What is needed: Please print the records below exactly as they are written.

Information supplied:
•••
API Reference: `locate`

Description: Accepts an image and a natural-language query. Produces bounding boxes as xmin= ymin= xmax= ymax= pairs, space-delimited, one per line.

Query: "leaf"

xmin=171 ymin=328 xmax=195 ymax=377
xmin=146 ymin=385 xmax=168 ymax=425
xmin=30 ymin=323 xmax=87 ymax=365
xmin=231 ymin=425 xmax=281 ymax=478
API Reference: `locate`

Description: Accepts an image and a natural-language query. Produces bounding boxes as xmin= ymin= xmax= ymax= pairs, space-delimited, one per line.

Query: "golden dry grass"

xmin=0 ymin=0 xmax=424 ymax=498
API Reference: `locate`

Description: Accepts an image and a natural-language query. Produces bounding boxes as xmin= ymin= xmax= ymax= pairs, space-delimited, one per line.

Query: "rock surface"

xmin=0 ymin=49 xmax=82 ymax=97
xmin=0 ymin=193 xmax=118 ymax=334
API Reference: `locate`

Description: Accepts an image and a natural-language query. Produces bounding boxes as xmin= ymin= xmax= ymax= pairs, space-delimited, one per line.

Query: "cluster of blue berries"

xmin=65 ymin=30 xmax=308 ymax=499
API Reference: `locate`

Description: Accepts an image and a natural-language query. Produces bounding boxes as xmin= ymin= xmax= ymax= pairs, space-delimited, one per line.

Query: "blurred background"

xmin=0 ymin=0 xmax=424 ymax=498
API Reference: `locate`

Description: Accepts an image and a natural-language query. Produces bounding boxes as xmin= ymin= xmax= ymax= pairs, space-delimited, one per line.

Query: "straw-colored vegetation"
•••
Solved problem:
API Reference: `locate`

Description: Accepts an image and a natural-language query. Produces bounding boxes as xmin= ymin= xmax= ymax= pairs, space-delimited, one per line.

Query: "leaf"

xmin=171 ymin=328 xmax=195 ymax=377
xmin=146 ymin=385 xmax=168 ymax=425
xmin=30 ymin=323 xmax=87 ymax=365
xmin=231 ymin=425 xmax=281 ymax=478
API Reference: `locate`

Description: Accepts an image and a natural-language query. Produces bounding boxes as xmin= ymin= xmax= ymax= pairs, space-delimited, one per line.

Query: "golden dry grass"

xmin=0 ymin=0 xmax=424 ymax=498
API Reference: `locate`

Description: Accepts an image and a natural-language query. Produces bounding boxes as xmin= ymin= xmax= ymax= pairs, space-delimited, one per line.

Query: "rock surface"

xmin=0 ymin=49 xmax=82 ymax=97
xmin=0 ymin=193 xmax=118 ymax=334
API Reference: `locate`

Description: Accepts an image and a natural-language query. Produces bounding boxes as xmin= ymin= xmax= ymax= pairs, space-delimited, one per line.

Query: "cluster of blue berries"

xmin=65 ymin=30 xmax=308 ymax=499
API Reference: `locate`

Description: Accepts an image and a natural-language query. Produces bounding boxes as xmin= ymin= xmax= ymax= pairs, space-delimited, one per line.

Query: "blurred background"

xmin=0 ymin=0 xmax=424 ymax=498
API Reference: `locate`

Description: Accepts an image and a natural-language query. Produces bounding boxes as xmin= ymin= xmax= ymax= pairs, space-delimited, one per line.

Query: "straw-colored vegetation"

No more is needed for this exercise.